* _INSTRUCTIONS FOR THE TASK_
Give all of the items below as a two-column CSV with the headers "task" and "point". Put one row per item, with the item's text and its answer each in a single quoted field and any line breaks replaced by spaces, and leave out the pictures.

* _SUPPLIED DATA_
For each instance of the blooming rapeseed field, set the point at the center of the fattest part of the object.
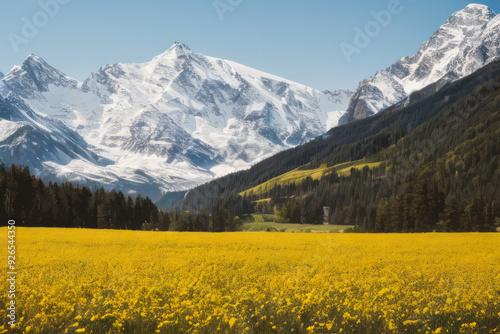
(95, 281)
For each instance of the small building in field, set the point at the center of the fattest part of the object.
(326, 215)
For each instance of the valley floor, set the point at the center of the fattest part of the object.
(102, 281)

* _ANSWER TO THE PROBLEM_
task,point
"For each instance of the blooming rapeseed field, set the point at the center of the fattest part of the object.","(95, 281)"
"For each instance of the small building in field, set the point at the center of the fattest part of the object.","(326, 215)"
"For each instance of the valley floor, set the point at the center of the fattest part of the object.","(102, 281)"